**AIM OF THE EXERCISE:**
Copy everything in the entries below, from the line containing "point: open helicopter" down to the end of the entries, reproducing each line precisely.

|---|

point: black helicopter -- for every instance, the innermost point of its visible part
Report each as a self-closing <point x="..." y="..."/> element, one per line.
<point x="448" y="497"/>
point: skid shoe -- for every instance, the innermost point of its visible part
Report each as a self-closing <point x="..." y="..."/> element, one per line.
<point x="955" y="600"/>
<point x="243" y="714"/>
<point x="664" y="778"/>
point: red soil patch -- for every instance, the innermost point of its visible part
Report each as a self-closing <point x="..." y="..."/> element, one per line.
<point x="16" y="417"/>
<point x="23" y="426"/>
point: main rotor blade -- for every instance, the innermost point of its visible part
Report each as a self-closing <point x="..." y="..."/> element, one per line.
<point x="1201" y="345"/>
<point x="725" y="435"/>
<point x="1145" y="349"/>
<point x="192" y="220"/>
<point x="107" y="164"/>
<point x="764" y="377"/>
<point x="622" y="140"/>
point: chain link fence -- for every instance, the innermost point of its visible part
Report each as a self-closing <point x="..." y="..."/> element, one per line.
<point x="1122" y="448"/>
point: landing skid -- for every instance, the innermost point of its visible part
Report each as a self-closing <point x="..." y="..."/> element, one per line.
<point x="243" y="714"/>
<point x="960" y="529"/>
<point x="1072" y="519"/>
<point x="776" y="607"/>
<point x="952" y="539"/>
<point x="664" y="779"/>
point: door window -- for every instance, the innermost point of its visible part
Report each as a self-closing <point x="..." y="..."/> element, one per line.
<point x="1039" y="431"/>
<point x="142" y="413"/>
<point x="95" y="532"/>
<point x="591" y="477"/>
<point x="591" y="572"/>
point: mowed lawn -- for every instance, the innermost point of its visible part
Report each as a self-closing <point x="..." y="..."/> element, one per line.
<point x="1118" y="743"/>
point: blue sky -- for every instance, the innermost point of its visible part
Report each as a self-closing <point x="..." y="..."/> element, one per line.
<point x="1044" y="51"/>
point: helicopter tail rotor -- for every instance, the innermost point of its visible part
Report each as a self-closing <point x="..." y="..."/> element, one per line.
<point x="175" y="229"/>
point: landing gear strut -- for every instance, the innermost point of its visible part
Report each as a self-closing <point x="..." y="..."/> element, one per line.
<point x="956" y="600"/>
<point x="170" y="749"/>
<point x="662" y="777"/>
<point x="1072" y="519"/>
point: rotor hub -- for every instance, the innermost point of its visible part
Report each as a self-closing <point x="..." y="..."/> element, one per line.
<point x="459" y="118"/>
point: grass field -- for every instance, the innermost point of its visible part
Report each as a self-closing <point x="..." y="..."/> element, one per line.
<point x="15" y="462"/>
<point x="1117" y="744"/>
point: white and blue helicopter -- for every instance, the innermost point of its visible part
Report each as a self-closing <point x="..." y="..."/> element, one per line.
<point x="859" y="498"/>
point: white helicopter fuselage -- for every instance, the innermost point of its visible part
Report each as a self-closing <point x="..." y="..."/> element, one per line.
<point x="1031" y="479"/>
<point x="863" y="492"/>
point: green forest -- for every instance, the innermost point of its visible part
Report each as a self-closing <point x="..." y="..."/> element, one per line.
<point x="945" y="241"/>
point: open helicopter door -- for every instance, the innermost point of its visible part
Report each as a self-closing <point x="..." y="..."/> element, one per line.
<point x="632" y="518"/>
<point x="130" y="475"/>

|---|

**TASK OUTPUT:**
point: open helicopter door -- for every instance, the innermost point of its visible part
Report each as a self-closing <point x="..." y="..."/> element, one per line.
<point x="632" y="518"/>
<point x="130" y="475"/>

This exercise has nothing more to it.